Page excerpt —
* * * * * * *

Sentiment Analysis on Reddit Headlines: Intro to Python’s NLTK

Sentiment Analysis on Reddit News Headlines with Python’s Natural Language Toolkit (NLTK)

Grab the code to this tutorial on GitHub.

In my last post, K-Means Clustering with Python, we just grabbed some precompiled data, but for this post, I wanted to get deeper into actually getting some live data. Using the Reddit API we can get thousands of headlines from various news subreddits and start to have some fun with Sentiment Analysis

Sentiment analysis is the process of computationally identifying and categorizing opinions expressed in a piece of text. The opinions regarding a particular topic are usually positive, negative, or neutral.

Gathering the Dataset

In this post, instead of providing you with the dataset itself, I'll will show you how to gather your own data. Technically you can download the text files right now, but I suggest doing this manually. This tutorial will be based off of the latest political news headlines using Reddit’s API.

* * * * * * *

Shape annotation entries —

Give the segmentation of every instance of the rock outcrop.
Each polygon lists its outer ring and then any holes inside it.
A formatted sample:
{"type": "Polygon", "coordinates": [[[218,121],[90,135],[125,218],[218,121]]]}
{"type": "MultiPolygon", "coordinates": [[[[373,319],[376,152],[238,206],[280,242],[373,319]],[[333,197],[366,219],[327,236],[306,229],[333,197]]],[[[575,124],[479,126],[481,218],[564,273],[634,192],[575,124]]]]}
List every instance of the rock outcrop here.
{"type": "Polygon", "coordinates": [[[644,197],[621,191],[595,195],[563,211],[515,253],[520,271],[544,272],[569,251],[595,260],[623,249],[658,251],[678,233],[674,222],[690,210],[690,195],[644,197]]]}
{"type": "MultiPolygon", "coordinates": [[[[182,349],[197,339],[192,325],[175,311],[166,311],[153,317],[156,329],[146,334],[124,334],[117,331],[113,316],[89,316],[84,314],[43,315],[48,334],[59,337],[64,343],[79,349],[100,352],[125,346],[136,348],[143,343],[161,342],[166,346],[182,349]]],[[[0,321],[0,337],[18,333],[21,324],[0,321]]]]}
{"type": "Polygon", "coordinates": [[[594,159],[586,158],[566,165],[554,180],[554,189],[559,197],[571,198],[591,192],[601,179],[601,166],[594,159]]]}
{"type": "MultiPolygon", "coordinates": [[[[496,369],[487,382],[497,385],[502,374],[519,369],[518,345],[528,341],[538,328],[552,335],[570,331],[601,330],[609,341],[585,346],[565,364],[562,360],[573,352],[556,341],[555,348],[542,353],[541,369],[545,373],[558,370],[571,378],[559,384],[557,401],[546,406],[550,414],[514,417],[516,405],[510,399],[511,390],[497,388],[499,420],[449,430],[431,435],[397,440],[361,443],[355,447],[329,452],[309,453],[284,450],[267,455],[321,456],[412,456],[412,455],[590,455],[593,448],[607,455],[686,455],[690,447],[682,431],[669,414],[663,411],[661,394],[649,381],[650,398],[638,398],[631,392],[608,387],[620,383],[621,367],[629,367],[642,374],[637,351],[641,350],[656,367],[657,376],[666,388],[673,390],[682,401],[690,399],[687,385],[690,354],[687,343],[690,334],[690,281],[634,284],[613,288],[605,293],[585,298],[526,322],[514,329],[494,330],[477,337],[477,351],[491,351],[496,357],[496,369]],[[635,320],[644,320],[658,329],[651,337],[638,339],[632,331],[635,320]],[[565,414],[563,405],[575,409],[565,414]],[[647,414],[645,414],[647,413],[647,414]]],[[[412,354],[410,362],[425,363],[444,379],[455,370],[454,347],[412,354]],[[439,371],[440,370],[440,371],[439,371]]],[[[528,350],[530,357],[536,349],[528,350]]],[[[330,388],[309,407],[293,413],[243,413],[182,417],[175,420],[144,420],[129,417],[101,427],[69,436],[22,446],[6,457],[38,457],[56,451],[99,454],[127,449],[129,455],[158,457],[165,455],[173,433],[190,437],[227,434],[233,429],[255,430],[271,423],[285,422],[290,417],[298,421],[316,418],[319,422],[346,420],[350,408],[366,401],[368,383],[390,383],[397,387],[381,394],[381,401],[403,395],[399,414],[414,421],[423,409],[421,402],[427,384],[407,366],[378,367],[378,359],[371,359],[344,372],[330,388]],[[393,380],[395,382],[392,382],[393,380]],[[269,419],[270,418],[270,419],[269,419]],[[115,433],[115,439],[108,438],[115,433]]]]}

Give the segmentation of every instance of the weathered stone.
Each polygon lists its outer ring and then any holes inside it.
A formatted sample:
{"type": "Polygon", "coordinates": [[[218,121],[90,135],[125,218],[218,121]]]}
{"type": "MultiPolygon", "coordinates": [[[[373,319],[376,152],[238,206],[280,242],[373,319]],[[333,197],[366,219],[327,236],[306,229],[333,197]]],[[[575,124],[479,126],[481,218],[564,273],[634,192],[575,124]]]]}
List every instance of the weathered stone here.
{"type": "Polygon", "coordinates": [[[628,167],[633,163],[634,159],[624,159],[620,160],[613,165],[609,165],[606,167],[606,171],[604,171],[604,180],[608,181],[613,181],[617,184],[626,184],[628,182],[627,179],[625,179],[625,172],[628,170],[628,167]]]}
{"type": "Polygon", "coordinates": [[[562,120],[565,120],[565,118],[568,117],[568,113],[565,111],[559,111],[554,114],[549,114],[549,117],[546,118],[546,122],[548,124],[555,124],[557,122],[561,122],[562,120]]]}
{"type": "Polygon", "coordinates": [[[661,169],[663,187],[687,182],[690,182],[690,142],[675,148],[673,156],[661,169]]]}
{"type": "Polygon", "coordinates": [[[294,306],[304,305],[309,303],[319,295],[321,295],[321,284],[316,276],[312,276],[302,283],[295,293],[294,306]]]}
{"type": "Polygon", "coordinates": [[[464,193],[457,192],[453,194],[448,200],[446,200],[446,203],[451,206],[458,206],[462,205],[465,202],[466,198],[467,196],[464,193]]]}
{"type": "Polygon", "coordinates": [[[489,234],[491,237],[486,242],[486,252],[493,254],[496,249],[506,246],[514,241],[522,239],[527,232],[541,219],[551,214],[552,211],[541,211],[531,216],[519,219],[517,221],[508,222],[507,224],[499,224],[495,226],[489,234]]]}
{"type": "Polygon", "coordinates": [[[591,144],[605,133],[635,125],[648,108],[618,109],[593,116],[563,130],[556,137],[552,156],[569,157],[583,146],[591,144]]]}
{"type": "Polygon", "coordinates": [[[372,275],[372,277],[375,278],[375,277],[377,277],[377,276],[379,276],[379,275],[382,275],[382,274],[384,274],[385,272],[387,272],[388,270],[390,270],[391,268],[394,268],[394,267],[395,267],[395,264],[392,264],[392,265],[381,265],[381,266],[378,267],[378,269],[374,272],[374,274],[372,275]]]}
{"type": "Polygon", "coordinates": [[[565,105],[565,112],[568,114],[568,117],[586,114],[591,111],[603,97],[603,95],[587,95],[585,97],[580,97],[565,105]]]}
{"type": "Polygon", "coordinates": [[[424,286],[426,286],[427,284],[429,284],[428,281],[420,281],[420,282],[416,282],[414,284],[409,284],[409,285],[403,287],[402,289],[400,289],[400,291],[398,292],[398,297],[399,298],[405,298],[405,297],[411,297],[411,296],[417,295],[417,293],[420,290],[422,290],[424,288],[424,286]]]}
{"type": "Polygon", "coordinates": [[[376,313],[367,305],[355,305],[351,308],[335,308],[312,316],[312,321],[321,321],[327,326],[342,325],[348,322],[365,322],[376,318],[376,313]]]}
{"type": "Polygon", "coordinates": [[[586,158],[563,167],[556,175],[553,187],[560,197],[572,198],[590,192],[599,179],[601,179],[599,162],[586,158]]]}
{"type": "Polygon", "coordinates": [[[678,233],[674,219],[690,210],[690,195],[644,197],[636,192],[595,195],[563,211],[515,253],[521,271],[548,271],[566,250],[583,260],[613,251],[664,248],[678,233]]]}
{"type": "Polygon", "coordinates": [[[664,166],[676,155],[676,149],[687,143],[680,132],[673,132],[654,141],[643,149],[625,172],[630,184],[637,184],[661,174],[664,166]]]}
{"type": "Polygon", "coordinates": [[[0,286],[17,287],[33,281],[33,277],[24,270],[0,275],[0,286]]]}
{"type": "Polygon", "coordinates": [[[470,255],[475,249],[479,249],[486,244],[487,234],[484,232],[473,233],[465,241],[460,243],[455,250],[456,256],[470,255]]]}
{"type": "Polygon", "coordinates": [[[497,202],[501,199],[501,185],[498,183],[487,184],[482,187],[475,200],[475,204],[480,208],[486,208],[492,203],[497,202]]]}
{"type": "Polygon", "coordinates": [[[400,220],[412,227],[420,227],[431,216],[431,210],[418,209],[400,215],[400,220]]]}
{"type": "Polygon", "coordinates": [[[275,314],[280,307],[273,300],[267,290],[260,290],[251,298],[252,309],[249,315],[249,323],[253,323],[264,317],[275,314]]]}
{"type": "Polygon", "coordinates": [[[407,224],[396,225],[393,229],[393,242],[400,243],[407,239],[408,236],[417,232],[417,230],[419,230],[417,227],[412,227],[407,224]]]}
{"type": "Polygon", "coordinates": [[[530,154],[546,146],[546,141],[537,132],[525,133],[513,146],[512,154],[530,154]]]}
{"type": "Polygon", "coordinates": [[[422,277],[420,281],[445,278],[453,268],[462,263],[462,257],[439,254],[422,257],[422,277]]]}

* * * * * * *

What is being asked —
From the Reddit sentiment analysis tutorial, list the categories that opinions on a particular topic usually fall into. The lines aren't needed for anything here.

Task result —
Positive, negative, neutral